══ Record set ══

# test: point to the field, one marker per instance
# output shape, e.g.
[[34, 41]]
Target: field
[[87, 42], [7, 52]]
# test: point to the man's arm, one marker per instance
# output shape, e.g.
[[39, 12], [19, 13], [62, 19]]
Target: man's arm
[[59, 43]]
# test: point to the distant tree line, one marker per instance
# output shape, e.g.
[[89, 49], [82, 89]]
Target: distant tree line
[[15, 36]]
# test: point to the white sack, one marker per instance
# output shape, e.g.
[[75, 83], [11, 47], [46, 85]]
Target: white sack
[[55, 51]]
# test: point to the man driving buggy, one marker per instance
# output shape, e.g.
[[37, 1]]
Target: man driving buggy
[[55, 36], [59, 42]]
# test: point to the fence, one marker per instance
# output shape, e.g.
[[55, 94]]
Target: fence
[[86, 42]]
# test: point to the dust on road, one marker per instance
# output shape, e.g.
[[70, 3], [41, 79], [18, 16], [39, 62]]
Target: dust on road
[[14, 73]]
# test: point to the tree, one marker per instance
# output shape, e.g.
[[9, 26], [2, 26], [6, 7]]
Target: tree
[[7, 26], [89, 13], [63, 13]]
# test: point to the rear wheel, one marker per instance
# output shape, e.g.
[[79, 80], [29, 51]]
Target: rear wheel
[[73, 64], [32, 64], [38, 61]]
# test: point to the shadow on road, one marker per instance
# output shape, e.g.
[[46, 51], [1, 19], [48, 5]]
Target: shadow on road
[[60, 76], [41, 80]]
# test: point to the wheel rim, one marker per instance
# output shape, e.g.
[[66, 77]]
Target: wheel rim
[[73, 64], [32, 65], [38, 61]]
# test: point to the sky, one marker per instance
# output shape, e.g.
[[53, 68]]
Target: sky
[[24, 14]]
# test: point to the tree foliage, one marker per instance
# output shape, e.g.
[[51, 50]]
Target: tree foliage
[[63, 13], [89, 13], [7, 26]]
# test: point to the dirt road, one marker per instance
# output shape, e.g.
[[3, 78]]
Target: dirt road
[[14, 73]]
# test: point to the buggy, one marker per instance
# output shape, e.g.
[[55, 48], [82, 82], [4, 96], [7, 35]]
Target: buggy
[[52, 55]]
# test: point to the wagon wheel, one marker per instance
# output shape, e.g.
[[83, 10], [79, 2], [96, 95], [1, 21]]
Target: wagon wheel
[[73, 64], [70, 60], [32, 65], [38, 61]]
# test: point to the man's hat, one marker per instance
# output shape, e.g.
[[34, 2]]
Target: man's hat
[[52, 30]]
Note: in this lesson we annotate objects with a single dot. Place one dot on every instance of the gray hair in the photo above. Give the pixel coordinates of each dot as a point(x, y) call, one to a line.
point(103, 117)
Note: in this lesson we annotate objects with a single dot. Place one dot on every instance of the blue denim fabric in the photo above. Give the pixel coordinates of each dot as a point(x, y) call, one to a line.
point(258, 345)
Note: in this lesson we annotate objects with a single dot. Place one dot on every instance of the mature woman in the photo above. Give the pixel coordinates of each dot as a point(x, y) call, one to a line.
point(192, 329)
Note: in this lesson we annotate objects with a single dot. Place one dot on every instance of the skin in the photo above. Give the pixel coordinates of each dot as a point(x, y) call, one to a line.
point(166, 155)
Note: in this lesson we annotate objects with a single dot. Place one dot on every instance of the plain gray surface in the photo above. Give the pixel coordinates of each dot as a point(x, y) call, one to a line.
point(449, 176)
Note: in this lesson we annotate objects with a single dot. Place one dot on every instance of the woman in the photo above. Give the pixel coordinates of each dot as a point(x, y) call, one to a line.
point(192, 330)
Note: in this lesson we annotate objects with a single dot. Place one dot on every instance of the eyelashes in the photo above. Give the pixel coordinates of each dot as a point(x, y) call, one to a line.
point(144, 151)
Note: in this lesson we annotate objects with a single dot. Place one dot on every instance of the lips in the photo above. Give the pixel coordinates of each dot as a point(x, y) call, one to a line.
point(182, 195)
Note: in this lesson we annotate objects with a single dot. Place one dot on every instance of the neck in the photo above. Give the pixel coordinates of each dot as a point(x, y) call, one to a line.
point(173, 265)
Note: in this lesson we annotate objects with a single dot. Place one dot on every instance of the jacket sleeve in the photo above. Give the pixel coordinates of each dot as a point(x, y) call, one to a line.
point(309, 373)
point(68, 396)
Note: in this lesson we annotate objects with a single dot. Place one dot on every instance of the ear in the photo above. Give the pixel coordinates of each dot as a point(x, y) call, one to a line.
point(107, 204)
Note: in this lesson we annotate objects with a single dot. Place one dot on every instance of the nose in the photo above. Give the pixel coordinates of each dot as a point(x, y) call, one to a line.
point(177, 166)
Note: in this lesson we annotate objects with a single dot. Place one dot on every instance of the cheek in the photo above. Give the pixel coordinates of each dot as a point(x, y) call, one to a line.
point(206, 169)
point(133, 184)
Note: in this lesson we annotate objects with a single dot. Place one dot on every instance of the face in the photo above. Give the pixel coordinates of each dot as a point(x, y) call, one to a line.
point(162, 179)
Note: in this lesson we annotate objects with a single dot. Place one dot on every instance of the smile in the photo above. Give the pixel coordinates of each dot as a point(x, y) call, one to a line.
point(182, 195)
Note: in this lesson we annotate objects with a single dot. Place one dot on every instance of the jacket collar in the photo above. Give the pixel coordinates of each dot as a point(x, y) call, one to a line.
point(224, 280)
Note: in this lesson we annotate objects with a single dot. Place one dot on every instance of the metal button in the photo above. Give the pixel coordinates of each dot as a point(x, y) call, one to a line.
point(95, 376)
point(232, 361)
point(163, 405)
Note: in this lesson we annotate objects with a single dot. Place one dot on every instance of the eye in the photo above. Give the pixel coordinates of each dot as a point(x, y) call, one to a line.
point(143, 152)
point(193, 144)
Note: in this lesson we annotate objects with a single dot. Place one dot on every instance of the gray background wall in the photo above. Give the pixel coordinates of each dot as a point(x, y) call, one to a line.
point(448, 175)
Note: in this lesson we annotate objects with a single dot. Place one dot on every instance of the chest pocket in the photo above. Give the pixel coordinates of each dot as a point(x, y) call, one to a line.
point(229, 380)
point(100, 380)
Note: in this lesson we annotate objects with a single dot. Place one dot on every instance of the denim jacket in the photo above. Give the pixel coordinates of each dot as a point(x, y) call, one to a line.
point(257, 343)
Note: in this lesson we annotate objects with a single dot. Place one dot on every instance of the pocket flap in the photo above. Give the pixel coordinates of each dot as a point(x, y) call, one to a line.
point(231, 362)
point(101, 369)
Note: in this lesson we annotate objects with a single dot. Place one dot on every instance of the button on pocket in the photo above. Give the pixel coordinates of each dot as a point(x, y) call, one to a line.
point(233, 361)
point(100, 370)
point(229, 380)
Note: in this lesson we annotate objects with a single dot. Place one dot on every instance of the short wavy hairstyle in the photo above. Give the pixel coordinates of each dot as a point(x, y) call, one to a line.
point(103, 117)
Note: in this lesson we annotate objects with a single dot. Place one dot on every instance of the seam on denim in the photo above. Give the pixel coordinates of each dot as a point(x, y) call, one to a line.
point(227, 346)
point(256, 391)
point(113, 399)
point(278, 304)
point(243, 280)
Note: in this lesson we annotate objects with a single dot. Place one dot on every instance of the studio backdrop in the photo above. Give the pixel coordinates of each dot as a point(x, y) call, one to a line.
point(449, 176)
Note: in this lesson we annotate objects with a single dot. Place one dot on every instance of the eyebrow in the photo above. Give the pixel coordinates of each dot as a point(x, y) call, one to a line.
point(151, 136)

═══

**Problem details**
Recast every line of the material above as a two-column Markdown table headed Row and Line, numbering the rows in order and leaving out blank lines.

**Right answer**
| Row | Line |
|---|---|
| 1 | # test: point to the field, one marker per instance |
| 2 | # output shape, e.g. |
| 3 | [[34, 41]] |
| 4 | Target: field |
| 5 | [[87, 42], [7, 52]] |
| 6 | # test: point to the man's arm, one marker per instance |
| 7 | # output shape, e.g. |
| 8 | [[39, 12], [19, 13], [62, 19]] |
| 9 | Target: man's arm |
| 10 | [[59, 43]] |
| 11 | # test: point to the distant tree line, one marker per instance |
| 12 | # output shape, e.g. |
| 13 | [[89, 49], [82, 89]] |
| 14 | Target: distant tree line |
| 15 | [[15, 36]] |
| 16 | # test: point to the white sack, one marker per instance |
| 17 | # output shape, e.g. |
| 18 | [[75, 83], [11, 47], [46, 85]] |
| 19 | Target: white sack |
| 20 | [[55, 51]] |
| 21 | # test: point to the man driving buggy, one marker per instance |
| 22 | # output shape, e.g. |
| 23 | [[37, 1]] |
| 24 | Target: man driving buggy |
| 25 | [[55, 36], [59, 42]] |
| 26 | # test: point to the fence, one marker per instance |
| 27 | # output shape, e.g. |
| 28 | [[55, 94]] |
| 29 | Target: fence |
| 30 | [[86, 42]] |
| 31 | # test: point to the dust on road, one marker per instance |
| 32 | # output shape, e.g. |
| 33 | [[70, 3], [41, 79], [18, 16], [39, 62]] |
| 34 | Target: dust on road |
| 35 | [[14, 73]] |
| 36 | # test: point to the tree, one marker per instance |
| 37 | # output shape, e.g. |
| 38 | [[9, 26], [2, 26], [6, 7]] |
| 39 | Target: tree |
| 40 | [[7, 26], [89, 13], [63, 13]] |
| 41 | # test: point to the rear wheel, one marker per instance |
| 42 | # output shape, e.g. |
| 43 | [[79, 80], [29, 51]] |
| 44 | Target: rear wheel |
| 45 | [[73, 64], [32, 64], [38, 61]] |
| 46 | # test: point to the shadow on road, one marker per instance |
| 47 | # output shape, e.g. |
| 48 | [[46, 51], [1, 19], [48, 5]] |
| 49 | Target: shadow on road |
| 50 | [[60, 76], [41, 80]] |
| 51 | # test: point to the wheel rim, one marker per instance |
| 52 | # output shape, e.g. |
| 53 | [[66, 77]] |
| 54 | Target: wheel rim |
| 55 | [[73, 64], [32, 65], [38, 61]] |
| 56 | # test: point to the sky, one marker per instance |
| 57 | # output shape, e.g. |
| 58 | [[53, 68]] |
| 59 | Target: sky |
| 60 | [[24, 14]] |
| 61 | # test: point to the tree foliage, one marker per instance |
| 62 | # output shape, e.g. |
| 63 | [[51, 50]] |
| 64 | Target: tree foliage |
| 65 | [[63, 13], [89, 13], [7, 26]] |
| 66 | # test: point to the dirt road, one marker per instance |
| 67 | # output shape, e.g. |
| 68 | [[3, 78]] |
| 69 | Target: dirt road |
| 70 | [[14, 73]] |
| 71 | # test: point to the buggy, one marker per instance |
| 72 | # output shape, e.g. |
| 73 | [[55, 48], [82, 82], [4, 96], [7, 35]] |
| 74 | Target: buggy |
| 75 | [[52, 55]] |
| 76 | # test: point to the wagon wheel, one marker per instance |
| 77 | # output shape, e.g. |
| 78 | [[83, 10], [79, 2], [96, 95], [1, 21]] |
| 79 | Target: wagon wheel |
| 80 | [[73, 64], [70, 60], [32, 65], [38, 61]] |
| 81 | # test: point to the man's hat, one marker per instance |
| 82 | # output shape, e.g. |
| 83 | [[34, 2]] |
| 84 | Target: man's hat |
| 85 | [[52, 30]] |
| 86 | Note: in this lesson we annotate objects with a single dot. Place one dot on every instance of the gray hair in the photo above. Give the pixel coordinates of each dot as a point(x, y) call, one to a line. |
| 87 | point(103, 117) |
| 88 | Note: in this lesson we annotate objects with a single dot. Place one dot on every instance of the blue denim fabric in the photo above. Give the pixel coordinates of each dot as a point(x, y) call, one to a line. |
| 89 | point(258, 345) |
| 90 | Note: in this lesson we annotate objects with a single dot. Place one dot on every instance of the mature woman in the photo above. Give the pixel coordinates of each dot as a point(x, y) call, one to a line. |
| 91 | point(192, 329) |
| 92 | Note: in this lesson we annotate objects with a single dot. Place one dot on every instance of the skin in the photo above. Give the pixel coordinates of each dot as a point(x, y) call, one to a line. |
| 93 | point(166, 155) |
| 94 | Note: in this lesson we annotate objects with a single dot. Place one dot on every instance of the plain gray surface in the photo above. Give the pixel coordinates of each dot as a point(x, y) call, one to a line. |
| 95 | point(449, 176) |
| 96 | Note: in this lesson we annotate objects with a single dot. Place one dot on every instance of the woman in the photo above. Give the pixel coordinates of each dot as a point(x, y) call, one to a line. |
| 97 | point(192, 330) |
| 98 | Note: in this lesson we annotate objects with a single dot. Place one dot on every instance of the eyelashes in the photo above. Give the pixel coordinates of each dot as a point(x, y) call, one to a line. |
| 99 | point(144, 151) |
| 100 | Note: in this lesson we annotate objects with a single dot. Place one dot on every instance of the lips in the photo above. Give the pixel coordinates of each dot as a point(x, y) call, one to a line. |
| 101 | point(182, 195) |
| 102 | Note: in this lesson we annotate objects with a single dot. Place one dot on every instance of the neck in the photo above. Give the pixel coordinates of each dot as a point(x, y) call, one to a line. |
| 103 | point(173, 265) |
| 104 | Note: in this lesson we annotate objects with a single dot. Place one dot on every instance of the jacket sleeve in the photo above. Give the pixel coordinates of each dot as a point(x, y) call, one to a line. |
| 105 | point(309, 373) |
| 106 | point(68, 396) |
| 107 | Note: in this lesson we annotate objects with a single dot. Place one dot on every instance of the ear in the photo above. Give the pixel coordinates of each dot as a point(x, y) call, one to a line. |
| 108 | point(107, 204) |
| 109 | Note: in this lesson we annotate objects with a single dot. Place one dot on every instance of the nose in the photo above. Give the pixel coordinates of each dot as a point(x, y) call, one to a line. |
| 110 | point(177, 166) |
| 111 | Note: in this lesson we annotate objects with a single dot. Place one dot on every instance of the cheek in the photo above. Give the pixel coordinates of each dot as a point(x, y) call, one to a line. |
| 112 | point(206, 169) |
| 113 | point(133, 184) |
| 114 | Note: in this lesson we annotate objects with a single dot. Place one dot on every instance of the face in the photo above. Give the pixel coordinates of each dot as a point(x, y) call, one to a line. |
| 115 | point(162, 179) |
| 116 | Note: in this lesson we annotate objects with a single dot. Place one dot on every instance of the smile in the photo above. Give the pixel coordinates of each dot as a point(x, y) call, one to a line. |
| 117 | point(182, 195) |
| 118 | Note: in this lesson we annotate objects with a single dot. Place one dot on every instance of the jacket collar in the photo above. Give the pixel coordinates of each dot as a point(x, y) call, one to a line. |
| 119 | point(224, 280) |
| 120 | Note: in this lesson we annotate objects with a single dot. Place one dot on every instance of the metal button in the photo above. Give the pixel coordinates of each dot as a point(x, y) call, one to a line. |
| 121 | point(95, 376) |
| 122 | point(232, 361) |
| 123 | point(163, 405) |
| 124 | Note: in this lesson we annotate objects with a single dot. Place one dot on every instance of the eye in the photo above. Give the pixel coordinates of each dot as a point(x, y) call, one to a line. |
| 125 | point(143, 152) |
| 126 | point(193, 144) |
| 127 | Note: in this lesson we annotate objects with a single dot. Place one dot on every instance of the gray background wall in the photo above. Give the pixel coordinates of each dot as a point(x, y) call, one to a line. |
| 128 | point(448, 175) |
| 129 | Note: in this lesson we annotate objects with a single dot. Place one dot on every instance of the chest pocket in the photo above. Give the pixel coordinates of each dot as a point(x, y) call, one to a line. |
| 130 | point(229, 380) |
| 131 | point(100, 380) |
| 132 | Note: in this lesson we annotate objects with a single dot. Place one dot on every instance of the denim jacket in the photo above. Give the pixel coordinates of each dot as a point(x, y) call, one to a line. |
| 133 | point(257, 343) |
| 134 | Note: in this lesson we annotate objects with a single dot. Place one dot on every instance of the pocket flap in the photo above. Give the pixel coordinates of each dot as a point(x, y) call, one to a line. |
| 135 | point(231, 362) |
| 136 | point(101, 369) |
| 137 | Note: in this lesson we annotate objects with a single dot. Place one dot on every instance of the button on pocket in the photo above. Give the pixel coordinates of each dot as a point(x, y) call, one to a line. |
| 138 | point(233, 361) |
| 139 | point(100, 370) |
| 140 | point(229, 380) |
| 141 | Note: in this lesson we annotate objects with a single dot. Place one dot on every instance of the short wavy hairstyle in the photo above. Give the pixel coordinates of each dot as a point(x, y) call, one to a line. |
| 142 | point(103, 117) |
| 143 | Note: in this lesson we annotate objects with a single dot. Place one dot on every instance of the seam on denim in the photo above. Give the pixel coordinates of each dot as a point(x, y) call, one to a line. |
| 144 | point(227, 346) |
| 145 | point(256, 391) |
| 146 | point(113, 399) |
| 147 | point(278, 304) |
| 148 | point(243, 280) |
| 149 | Note: in this lesson we annotate objects with a single dot. Place one dot on every instance of the studio backdrop in the photo above. Give the pixel coordinates of each dot as a point(x, y) call, one to a line. |
| 150 | point(449, 176) |
| 151 | Note: in this lesson we annotate objects with a single dot. Place one dot on every instance of the eyebrow in the photo above. Give the pixel coordinates of each dot as a point(x, y) call, one to a line. |
| 152 | point(151, 136) |